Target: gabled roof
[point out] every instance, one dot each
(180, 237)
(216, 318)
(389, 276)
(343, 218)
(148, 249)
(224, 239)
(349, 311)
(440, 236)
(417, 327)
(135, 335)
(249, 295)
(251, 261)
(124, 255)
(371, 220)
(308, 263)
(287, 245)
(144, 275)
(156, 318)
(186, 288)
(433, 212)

################

Task goal: Update the rows above by replacing "gabled roof" with "pitched roof" and leaving everything else unchanged.

Answer to the exercise:
Target: pitched roof
[point out] every instance, one dot each
(180, 237)
(216, 318)
(389, 276)
(343, 218)
(148, 249)
(224, 239)
(349, 311)
(440, 236)
(417, 327)
(135, 335)
(249, 295)
(251, 261)
(124, 255)
(371, 220)
(308, 263)
(287, 245)
(144, 275)
(156, 318)
(186, 288)
(433, 212)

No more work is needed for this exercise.